#### [TEXT FOR ANALYSIS]
== == ==
Ink-Slinger Profiles: Ray Hoppman


Raymond Irving “Ray” Hoppman was born in New Haven, Connecticut on April 6, 1887, according to his World War I and II draft cards. Information about his education and art training has not been found. In the 1900 U.S. Federal Census, he was the youngest of four children born to Frederick and Katharine. His father was a preacher. The family lived in Dunkirk, New York at East 4th Street.

In 1910 the Hoppmans lived in Irvington, New Jersey at 6 Howard Street; his mother had passed away earlier. Hoppman was a commercial artist. He was employed at the New York Evening Telegram as early as 1914; that year his cartoons were copyrighted by the newspaper in the Catalogue of Copyright Entries, Part 1, Group 2: Pamphlets, etc. 1914, New Series, Volume 11, Numbers 7 and 8. The Judge, in its July 21, 1917 issue, reported the fifteenth annual convention of the American Press Humorists at the McAlpin Hotel in New York City. Among the new members elected to the group were Hoppman, Irvin S. Cobb, H.T. Webster and E.A. Bushnell. Hoppman signed his undated World War I draft card. He lived at 614 Nye Avenue in Irvington, New Jersey. His occupation was cartoonist at the New York Evening Telegram. His description was “5 ft 10 in, slender, gray eyes, light brown hair.” In 1919, he married Harriet, according to the 1930 census, and his Famous Fans panel began.
== == ==
#### [EXTRACTED ENTRIES]
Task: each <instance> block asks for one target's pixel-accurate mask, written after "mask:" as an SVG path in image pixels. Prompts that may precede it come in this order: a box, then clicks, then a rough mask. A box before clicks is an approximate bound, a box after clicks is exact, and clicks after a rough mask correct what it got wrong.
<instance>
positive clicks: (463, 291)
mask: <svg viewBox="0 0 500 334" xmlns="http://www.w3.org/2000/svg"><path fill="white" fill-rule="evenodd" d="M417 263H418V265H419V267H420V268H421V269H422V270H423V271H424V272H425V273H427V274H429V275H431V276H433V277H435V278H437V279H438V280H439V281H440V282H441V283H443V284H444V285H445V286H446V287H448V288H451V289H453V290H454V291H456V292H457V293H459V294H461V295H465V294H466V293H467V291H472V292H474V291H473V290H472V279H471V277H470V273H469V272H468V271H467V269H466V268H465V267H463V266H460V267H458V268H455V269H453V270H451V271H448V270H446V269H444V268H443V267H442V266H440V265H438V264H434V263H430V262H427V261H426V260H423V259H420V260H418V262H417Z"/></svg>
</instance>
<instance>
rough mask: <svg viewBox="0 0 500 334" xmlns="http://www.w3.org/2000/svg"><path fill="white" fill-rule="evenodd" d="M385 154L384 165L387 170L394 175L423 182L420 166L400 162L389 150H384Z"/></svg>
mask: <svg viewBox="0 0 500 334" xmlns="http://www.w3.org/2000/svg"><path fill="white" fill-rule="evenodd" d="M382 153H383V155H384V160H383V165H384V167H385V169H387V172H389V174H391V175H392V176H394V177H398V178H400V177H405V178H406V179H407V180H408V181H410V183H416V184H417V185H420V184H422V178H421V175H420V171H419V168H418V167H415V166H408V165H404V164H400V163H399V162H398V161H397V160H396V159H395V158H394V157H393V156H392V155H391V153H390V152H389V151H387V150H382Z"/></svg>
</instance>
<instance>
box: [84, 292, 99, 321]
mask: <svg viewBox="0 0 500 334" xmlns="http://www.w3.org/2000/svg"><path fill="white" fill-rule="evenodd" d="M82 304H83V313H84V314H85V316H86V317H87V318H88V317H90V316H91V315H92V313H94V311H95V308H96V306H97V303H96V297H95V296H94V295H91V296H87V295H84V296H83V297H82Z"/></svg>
== == ==
#### [USING THE INFORMATION]
a) Copy the Ray Hoppman profile from "Ink-Slinger Profiles: Ray" up to and including "East 4th Street.", swapping "preacher" for "minister".
b) Pull out every line of the entries that contains the word "rough".
The Ray Hoppman profile and the entries are unrelated to each other.

#### [ANSWERS BY TASK]
a)
Ink-Slinger Profiles: Ray Hoppman


Raymond Irving “Ray” Hoppman was born in New Haven, Connecticut on April 6, 1887, according to his World War I and II draft cards. Information about his education and art training has not been found. In the 1900 U.S. Federal Census, he was the youngest of four children born to Frederick and Katharine. His father was a minister. The family lived in Dunkirk, New York at East 4th Street.

b)
Task: each <instance> block asks for one target's pixel-accurate mask, written after "mask:" as an SVG path in image pixels. Prompts that may precede it come in this order: a box, then clicks, then a rough mask. A box before clicks is an approximate bound, a box after clicks is exact, and clicks after a rough mask correct what it got wrong.
rough mask: <svg viewBox="0 0 500 334" xmlns="http://www.w3.org/2000/svg"><path fill="white" fill-rule="evenodd" d="M385 154L384 165L387 170L394 175L423 182L420 166L400 162L389 150H384Z"/></svg>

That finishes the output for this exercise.